= ESTRATTO DELLA PAGINA =

---

Rapporti istituzionali

Lo Stato centrale, deve riacquistare un’azione ed una responsabilità certa nella definizione di politiche e strategie nazionali che non possono più essere circoscritte a quanto il novellato articolo 117, in modo riduttivo, stabilisce : “Lo Stato ha legislazione esclusiva nella determinazione dei livelli essenziali delle prestazioni concernenti i diritti civili e sociali che devono essere garantiti su tutto il territorio nazionale“. Serve, in realtà, un governo unitario della sanità su alcune tematiche a valenza nazionale, vedasi la necessità di un piano aggiornato sulle emergenze, di un piano nazionale sull’innovazione e sulla ricerca, vedasi ancora la necessità di una programmazione nazionale in materia di formazione di professioni sanitarie. La regionalizzazione del sistema non è in contrasto con la presenza di uno Stato responsabile che, nel fissare la dotazione annuale del Fondo sanitario ed i meccanismi di riparto, attraverso la Conferenza Stato-Regioni, deve contemporaneamente definire gli obiettivi generali di salute pubblica ed una cornice di tutela della salute antro la quale rientrino le politiche regionali. Ma aggiungiamo un ulteriore quesito: finita la situazione di emergenza, quando diventerà ineludibile una riflessione sulla gestione dell’emergenza sanitaria e come questa sia stata affrontata in una perenne stato di tensione tra livello centrale livello regionale, con risposte qualitativamente diverse tra regione e Regione, ci sarà ancora spazio per riproporre il tema del regionalismo differenziato, che ancora qualche mese fa sembrava condurre il regionalismo verso nuovi orizzonti?

---

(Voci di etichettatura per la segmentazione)

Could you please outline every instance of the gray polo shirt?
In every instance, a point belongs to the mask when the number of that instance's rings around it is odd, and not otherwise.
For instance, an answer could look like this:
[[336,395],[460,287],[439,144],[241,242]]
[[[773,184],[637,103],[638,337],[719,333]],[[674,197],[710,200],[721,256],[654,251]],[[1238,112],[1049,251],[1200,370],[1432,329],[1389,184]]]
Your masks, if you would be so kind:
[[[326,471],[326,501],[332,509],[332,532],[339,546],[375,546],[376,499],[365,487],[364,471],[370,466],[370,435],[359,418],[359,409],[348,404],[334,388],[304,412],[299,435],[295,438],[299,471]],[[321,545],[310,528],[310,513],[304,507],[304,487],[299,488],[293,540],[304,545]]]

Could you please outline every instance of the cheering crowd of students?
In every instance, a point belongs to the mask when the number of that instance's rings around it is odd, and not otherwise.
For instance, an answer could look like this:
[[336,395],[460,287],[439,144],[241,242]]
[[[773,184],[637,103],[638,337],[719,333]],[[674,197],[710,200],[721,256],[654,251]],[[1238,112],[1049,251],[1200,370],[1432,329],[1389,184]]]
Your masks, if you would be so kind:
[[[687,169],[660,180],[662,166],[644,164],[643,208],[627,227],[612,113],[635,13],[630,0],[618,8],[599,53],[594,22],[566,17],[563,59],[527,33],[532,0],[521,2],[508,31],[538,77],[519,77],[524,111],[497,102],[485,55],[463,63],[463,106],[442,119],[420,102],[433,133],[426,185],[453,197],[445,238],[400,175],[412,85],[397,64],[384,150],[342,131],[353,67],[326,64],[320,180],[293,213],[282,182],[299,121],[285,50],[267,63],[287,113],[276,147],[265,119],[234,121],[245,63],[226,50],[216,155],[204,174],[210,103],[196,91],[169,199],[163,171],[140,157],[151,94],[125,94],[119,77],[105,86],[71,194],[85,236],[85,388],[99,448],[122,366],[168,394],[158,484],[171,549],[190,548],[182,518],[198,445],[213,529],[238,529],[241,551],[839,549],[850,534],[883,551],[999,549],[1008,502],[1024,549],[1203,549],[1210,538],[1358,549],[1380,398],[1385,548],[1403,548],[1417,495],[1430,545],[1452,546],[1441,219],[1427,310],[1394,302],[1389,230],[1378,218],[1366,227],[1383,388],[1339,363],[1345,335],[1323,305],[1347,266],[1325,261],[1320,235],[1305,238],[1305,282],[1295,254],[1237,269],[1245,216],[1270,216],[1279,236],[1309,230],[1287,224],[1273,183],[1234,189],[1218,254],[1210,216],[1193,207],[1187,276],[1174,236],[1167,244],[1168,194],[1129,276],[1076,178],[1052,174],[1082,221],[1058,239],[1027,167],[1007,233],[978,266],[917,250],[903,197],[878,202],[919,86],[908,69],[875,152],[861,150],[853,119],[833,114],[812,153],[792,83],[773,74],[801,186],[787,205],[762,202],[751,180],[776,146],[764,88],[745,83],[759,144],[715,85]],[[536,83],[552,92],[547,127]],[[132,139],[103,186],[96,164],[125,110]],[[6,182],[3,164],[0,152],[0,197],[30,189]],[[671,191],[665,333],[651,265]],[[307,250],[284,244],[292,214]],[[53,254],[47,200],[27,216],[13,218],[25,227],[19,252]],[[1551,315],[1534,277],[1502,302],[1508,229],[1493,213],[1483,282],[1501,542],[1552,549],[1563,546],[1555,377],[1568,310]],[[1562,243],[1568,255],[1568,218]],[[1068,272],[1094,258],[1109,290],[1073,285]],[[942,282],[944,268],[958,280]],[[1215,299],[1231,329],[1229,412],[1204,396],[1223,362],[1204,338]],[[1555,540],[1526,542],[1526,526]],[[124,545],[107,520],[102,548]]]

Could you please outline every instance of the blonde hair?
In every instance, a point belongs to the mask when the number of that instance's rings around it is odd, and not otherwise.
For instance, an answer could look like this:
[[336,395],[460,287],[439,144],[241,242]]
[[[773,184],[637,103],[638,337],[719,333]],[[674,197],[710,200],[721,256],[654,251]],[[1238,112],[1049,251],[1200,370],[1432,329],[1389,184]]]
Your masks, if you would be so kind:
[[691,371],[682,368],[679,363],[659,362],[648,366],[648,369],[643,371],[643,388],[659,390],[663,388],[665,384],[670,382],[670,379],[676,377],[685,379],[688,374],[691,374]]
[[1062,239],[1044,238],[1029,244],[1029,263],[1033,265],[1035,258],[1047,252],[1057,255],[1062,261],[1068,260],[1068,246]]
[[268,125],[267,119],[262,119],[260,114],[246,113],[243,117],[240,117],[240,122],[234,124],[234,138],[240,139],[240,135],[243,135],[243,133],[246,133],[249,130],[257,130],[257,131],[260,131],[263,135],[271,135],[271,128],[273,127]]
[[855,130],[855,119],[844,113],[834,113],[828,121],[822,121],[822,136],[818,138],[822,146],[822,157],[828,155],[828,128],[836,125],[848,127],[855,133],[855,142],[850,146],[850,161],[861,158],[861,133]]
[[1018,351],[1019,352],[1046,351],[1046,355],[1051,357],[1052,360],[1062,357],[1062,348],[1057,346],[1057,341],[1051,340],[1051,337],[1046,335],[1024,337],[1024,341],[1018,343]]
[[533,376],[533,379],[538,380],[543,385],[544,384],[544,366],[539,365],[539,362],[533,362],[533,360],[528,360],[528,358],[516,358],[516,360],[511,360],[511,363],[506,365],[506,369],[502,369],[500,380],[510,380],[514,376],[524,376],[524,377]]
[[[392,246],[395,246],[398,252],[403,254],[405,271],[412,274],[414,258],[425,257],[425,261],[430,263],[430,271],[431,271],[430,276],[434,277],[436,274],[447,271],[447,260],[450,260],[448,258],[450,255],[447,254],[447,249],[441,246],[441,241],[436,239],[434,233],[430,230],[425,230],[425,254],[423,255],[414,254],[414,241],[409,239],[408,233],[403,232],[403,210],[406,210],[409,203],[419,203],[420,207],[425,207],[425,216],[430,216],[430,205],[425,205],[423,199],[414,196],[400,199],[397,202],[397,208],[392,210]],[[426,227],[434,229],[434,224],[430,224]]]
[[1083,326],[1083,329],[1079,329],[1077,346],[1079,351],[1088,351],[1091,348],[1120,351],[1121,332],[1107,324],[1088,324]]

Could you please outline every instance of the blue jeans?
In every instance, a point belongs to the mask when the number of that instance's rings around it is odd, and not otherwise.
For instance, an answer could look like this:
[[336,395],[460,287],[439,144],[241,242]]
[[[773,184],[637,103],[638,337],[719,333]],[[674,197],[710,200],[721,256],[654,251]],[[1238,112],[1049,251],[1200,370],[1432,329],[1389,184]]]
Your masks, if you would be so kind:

---

= COMPITI DA SVOLGERE =
(a) Elenca le tematiche a valenza nazionale che il brano sui rapporti istituzionali indica come esempi per cui serve un governo unitario della sanità.
(b) Nel brano sui rapporti istituzionali, attraverso quale organismo lo Stato fissa la dotazione annuale del Fondo sanitario e i meccanismi di riparto?
(c) Prosegui il brano sui rapporti istituzionali tra Stato e Regioni nella sanità, riprendendo subito dopo la domanda con cui termina.
Il materiale riportato qui non ha alcun ruolo nel lavoro.

= RISPOSTE IN SEQUENZA =
(a)
- Un piano aggiornato sulle emergenze
- Un piano nazionale sull'innovazione e sulla ricerca
- Una programmazione nazionale in materia di formazione di professioni sanitarie

(b) Attraverso la Conferenza Stato-Regioni.

(c)
La spinta regionale all’autonomia

L’articolo 116, terzo comma, della Costituzione, cui la proposta di regionalismo differenziato fa riferimento, prevede: ”Ulteriori forme e condizioni particolari di autonomia concernenti le materie di cui al terzo comma dell’articolo 117 e le materie indicate dal secondo comma del medesimo articolo alle lettere l), limitatamente all’organizzazione della giustizia di pace, n) e s), possono essere attribuite ad altre Regioni, con legge dello Stato, su iniziativa della Regione interessata, sentiti gli Enti locali, nel rispetto dei principi di cui all’articolo 119”. Erano state le iniziative intraprese dalle regioni Lombardia, Veneto ed Emilia-Romagna, cui sui era aggiunto il Piemonte, a spingere verso sull’attribuzione di ulteriori forme e condizioni particolari di autonomia. Il 28 febbraio 2018 il Governo aveva sottoscritto con le regioni interessate tre distinti accordi preliminari per individuare i principi generali, la metodologia ed un primo elenco di materie, tutela dell’ambiente e dell’ecosistema, tutela della salute, istruzione, tutela del lavoro, rapporti internazionali e con l’Unione Europea. Ma era la tutela della salute quella centrale su cui avviare un ulteriore processo di ridefinizione dei rapporti centro-periferia.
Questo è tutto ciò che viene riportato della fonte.